Start of DATASET

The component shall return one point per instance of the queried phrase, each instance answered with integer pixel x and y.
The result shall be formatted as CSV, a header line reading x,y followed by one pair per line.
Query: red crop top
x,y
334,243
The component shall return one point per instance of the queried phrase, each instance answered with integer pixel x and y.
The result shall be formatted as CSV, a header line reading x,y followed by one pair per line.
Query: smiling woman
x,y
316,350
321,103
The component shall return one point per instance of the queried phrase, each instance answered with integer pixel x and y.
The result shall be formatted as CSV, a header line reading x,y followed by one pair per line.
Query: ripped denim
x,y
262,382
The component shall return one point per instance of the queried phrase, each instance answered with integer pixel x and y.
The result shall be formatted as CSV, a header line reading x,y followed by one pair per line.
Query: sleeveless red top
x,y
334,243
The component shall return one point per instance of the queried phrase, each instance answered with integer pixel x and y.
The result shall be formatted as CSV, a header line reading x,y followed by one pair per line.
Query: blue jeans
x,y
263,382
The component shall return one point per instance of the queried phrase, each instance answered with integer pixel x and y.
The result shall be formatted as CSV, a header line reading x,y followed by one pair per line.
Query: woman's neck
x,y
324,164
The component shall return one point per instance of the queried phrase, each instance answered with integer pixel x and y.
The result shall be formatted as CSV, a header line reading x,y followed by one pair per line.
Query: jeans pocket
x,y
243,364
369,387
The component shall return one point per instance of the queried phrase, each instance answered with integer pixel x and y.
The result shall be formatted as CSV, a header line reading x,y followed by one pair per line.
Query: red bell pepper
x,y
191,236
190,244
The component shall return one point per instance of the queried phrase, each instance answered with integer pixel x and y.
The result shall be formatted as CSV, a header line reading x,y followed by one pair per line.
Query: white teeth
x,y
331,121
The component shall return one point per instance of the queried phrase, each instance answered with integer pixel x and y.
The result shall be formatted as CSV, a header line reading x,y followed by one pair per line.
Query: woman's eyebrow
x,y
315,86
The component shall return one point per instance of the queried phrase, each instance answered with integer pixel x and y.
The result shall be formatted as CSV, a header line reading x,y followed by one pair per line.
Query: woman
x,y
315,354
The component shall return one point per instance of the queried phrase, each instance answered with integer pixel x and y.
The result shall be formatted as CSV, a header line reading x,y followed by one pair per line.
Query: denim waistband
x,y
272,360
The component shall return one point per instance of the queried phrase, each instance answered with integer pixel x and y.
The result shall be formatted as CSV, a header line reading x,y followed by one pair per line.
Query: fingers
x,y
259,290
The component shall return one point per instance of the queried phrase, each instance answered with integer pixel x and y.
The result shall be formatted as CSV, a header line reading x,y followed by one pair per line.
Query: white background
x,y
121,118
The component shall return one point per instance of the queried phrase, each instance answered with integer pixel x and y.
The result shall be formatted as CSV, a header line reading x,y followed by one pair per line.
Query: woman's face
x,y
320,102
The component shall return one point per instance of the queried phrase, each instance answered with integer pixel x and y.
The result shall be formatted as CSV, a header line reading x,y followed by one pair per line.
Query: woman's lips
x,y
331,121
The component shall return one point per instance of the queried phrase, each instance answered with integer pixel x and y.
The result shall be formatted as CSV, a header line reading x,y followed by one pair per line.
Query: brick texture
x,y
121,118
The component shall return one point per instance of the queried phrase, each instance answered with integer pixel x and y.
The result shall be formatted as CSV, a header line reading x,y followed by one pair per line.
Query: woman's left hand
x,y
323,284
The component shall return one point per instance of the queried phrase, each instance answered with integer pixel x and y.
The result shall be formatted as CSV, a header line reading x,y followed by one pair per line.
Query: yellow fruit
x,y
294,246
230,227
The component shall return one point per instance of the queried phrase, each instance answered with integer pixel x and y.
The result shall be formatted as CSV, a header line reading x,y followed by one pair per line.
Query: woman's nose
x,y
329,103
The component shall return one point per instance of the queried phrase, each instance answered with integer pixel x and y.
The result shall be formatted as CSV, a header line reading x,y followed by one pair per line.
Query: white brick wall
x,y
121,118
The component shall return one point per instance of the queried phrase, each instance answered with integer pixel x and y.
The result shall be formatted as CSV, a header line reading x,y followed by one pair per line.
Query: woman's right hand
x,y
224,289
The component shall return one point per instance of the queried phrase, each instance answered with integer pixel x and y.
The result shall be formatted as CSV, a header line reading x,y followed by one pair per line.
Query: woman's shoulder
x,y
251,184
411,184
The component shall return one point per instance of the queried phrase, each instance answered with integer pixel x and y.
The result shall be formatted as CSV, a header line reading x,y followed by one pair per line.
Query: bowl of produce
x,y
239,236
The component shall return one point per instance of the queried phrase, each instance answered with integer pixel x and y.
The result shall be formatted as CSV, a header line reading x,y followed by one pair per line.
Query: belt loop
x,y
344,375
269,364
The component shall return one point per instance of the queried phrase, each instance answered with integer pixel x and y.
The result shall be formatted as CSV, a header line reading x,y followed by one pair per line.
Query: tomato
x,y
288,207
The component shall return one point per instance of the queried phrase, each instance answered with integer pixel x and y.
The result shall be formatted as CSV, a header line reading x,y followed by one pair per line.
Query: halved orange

End of DATASET

WHAT IS NEEDED
Every record must appear in the answer exactly as it appears above.

WRITTEN REPLY
The component shall return one point per instance of the queried phrase, each instance answered with integer pixel x and y.
The result shall be formatted as CSV, a header line reading x,y followed by one pair per line.
Query: red crop top
x,y
334,243
The component shall return one point per instance of the queried phrase, each instance answered with integer pixel x and y.
The result shall be formatted as CSV, a header line reading x,y followed by one pair per line.
Query: smiling woman
x,y
316,350
321,103
The component shall return one point per instance of the queried phrase, each instance answered with integer pixel x and y.
The result shall be formatted as CSV, a header line reading x,y followed by one pair per line.
Query: ripped denim
x,y
262,382
The component shall return one point per instance of the queried phrase, each instance answered with integer pixel x and y.
The result shall be formatted as CSV, a header line reading x,y followed by one pair per line.
Query: sleeveless red top
x,y
334,243
The component shall return one point per instance of the queried phrase, each instance answered with integer pixel x and y.
The result shall be formatted as CSV, a header line reading x,y followed by one pair per line.
Query: blue jeans
x,y
263,382
The component shall return one point per instance of the queried phrase, each instance answered with integer pixel x and y.
The result shall be formatted as CSV, a header line reading x,y followed by one pair per line.
Query: woman's neck
x,y
324,164
The component shall return one point per instance of the queried phrase, each instance answered with integer pixel x and y.
The result shall be formatted as CSV, a header line reading x,y followed by one pair per line.
Query: jeans pocket
x,y
243,364
369,387
The component shall return one point per instance of the queried phrase, each instance answered with integer pixel x and y.
The result shall be formatted as CSV, a header line reading x,y followed by one pair per line.
Query: red bell pepper
x,y
191,236
190,244
The component shall return one point per instance of the queried phrase, each instance answered with integer pixel x and y.
The result shall be formatted as CSV, a header line reading x,y followed by one pair per line.
Query: white teeth
x,y
331,121
The component shall return one point per instance of the queried phrase, each instance answered with integer pixel x and y.
The result shall be formatted as CSV, a header line reading x,y followed by one pair per line.
Query: woman's eyebrow
x,y
315,86
The component shall return one point per instance of the queried phrase, each instance answered with integer pixel x and y.
The result shall be formatted as CSV, a header line reading x,y followed by one pair per line.
Query: woman
x,y
315,354
The component shall return one point per instance of the queried phrase, each instance answered with integer pixel x and y.
The result shall be formatted as CSV, a header line reading x,y followed by one pair per line.
Query: denim waistband
x,y
272,360
The component shall return one point per instance of the queried phrase, each instance answered with integer pixel x and y.
The result shall be formatted as CSV, a header line reading x,y followed by one pair per line.
Query: fingers
x,y
259,290
The component shall return one point per instance of the queried phrase, each instance answered with integer pixel x and y.
The result shall be formatted as CSV, a header line reading x,y followed by one pair per line.
Query: white background
x,y
121,118
The component shall return one point per instance of the queried phrase, each instance answered with integer pixel x and y.
The result shall be formatted as CSV, a header line reading x,y followed by one pair per line.
Query: woman's face
x,y
320,102
The component shall return one point per instance of the queried phrase, each instance answered with integer pixel x and y.
The result shall be formatted as CSV, a header line reading x,y followed by one pair per line.
Query: woman's lips
x,y
331,121
The component shall return one point per instance of the queried phrase, each instance answered with integer pixel x and y.
The result shall be formatted as CSV, a header line reading x,y followed by one pair per line.
Query: brick texture
x,y
121,118
The component shall return one point per instance of the queried phrase, each instance answered with integer pixel x and y.
The result shall be formatted as CSV, a header line reading x,y followed by one pair per line.
Query: woman's left hand
x,y
323,284
The component shall return one point per instance of the queried phrase, each instance answered with integer pixel x and y.
The result shall be formatted as CSV, a header line reading x,y followed by one pair per line.
Query: yellow fruit
x,y
294,246
230,227
The component shall return one point per instance of the queried phrase, each instance answered with integer pixel x and y.
The result shall be formatted as CSV, a header line reading x,y followed by one pair per line.
Query: woman's nose
x,y
329,103
The component shall return one point per instance of the queried phrase, each instance answered with integer pixel x and y.
The result shall be formatted as CSV, a header line reading x,y followed by one pair per line.
Query: white brick wall
x,y
121,118
The component shall return one point per instance of the queried phrase, each instance answered with integer pixel x and y.
The result shall be formatted as CSV, a header line reading x,y followed by one pair per line.
Query: woman's right hand
x,y
224,289
The component shall return one point per instance of the queried phrase, each instance answered with integer pixel x and y.
The result shall be formatted as CSV, a header line reading x,y followed by one pair per line.
Query: woman's shoulder
x,y
251,184
411,184
The component shall return one point per instance of the queried phrase, each instance answered with integer pixel x and y.
The result shall be formatted as CSV, a header line reading x,y followed by one pair per line.
Query: bowl of produce
x,y
239,236
The component shall return one point per instance of the queried phrase, each instance answered with integer pixel x and y.
The result shall be formatted as CSV, a header line reading x,y followed by one pair per line.
Query: belt loop
x,y
344,375
269,364
The component shall return one point per instance of the queried phrase, each instance answered with integer pixel x and y.
The result shall be formatted as CSV, a header line reading x,y followed by one pair per line.
Query: tomato
x,y
288,207
The component shall return one point per instance of the queried phrase, each instance answered with integer pixel x and y.
The result shall be formatted as CSV, a header line reading x,y followed by one pair per line.
Query: halved orange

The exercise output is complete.